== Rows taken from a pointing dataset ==
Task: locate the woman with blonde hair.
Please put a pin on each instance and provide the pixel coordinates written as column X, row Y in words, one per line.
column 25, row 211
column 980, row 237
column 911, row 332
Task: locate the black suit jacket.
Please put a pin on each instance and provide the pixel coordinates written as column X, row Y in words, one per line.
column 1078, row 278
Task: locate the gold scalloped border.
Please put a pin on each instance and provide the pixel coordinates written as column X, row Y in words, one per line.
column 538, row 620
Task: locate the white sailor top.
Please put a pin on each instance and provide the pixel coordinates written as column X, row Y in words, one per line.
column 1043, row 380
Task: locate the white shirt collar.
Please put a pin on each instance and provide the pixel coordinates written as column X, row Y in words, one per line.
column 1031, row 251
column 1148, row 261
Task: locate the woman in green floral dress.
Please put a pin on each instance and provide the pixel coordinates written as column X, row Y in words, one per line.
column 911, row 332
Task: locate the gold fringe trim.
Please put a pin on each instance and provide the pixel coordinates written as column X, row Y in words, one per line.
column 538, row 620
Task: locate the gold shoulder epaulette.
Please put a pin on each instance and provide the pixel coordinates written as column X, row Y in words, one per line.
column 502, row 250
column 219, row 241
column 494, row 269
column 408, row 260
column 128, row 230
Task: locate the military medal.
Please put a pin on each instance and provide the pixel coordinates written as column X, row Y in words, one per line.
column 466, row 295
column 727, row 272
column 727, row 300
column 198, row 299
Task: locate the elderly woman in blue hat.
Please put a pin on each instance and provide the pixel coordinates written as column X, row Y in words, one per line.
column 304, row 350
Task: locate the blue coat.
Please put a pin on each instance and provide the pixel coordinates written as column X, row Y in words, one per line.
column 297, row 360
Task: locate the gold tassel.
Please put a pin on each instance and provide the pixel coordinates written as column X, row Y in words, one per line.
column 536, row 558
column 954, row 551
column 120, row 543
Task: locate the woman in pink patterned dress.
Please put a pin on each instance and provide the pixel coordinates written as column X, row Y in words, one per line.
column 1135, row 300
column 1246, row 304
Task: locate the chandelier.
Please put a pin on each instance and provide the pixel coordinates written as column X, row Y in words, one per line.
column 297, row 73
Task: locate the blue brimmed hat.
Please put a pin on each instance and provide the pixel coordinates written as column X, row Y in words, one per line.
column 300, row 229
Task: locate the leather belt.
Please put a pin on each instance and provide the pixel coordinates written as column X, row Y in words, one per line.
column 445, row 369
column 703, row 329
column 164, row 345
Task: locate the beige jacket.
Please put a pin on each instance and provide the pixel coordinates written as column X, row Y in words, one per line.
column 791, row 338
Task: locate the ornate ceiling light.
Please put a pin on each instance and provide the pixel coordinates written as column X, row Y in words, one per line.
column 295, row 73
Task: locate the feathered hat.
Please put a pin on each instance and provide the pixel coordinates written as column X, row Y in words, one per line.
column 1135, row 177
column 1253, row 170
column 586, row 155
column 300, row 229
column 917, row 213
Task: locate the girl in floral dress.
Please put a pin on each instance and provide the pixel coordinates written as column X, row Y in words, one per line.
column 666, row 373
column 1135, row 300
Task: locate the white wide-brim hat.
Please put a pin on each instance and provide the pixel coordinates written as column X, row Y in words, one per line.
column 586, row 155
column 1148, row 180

== To do ==
Please output, unchanged, the lines of the listing above, beginning with the line containing "Task: locate the elderly woman in blue hat." and going on through the line containing "column 1246, row 304".

== Finished answer ==
Task: locate the elderly woman in blue hat.
Please put a pin on each instance and provide the pixel coordinates written as column X, row Y in words, one per line.
column 304, row 350
Task: locate the blue coat.
Please put a pin on each instance and provide the pixel coordinates written as column X, row Y in words, one per line.
column 297, row 360
Task: locate the gold tassel.
Please put a pin on each instance and provide the pixel coordinates written as column X, row Y in words, one per line.
column 536, row 558
column 954, row 551
column 120, row 543
Task: locate the woman in pink patterned dress.
Please put a pin on each instance and provide the pixel coordinates written as column X, row Y in words, one per line.
column 1135, row 300
column 1246, row 304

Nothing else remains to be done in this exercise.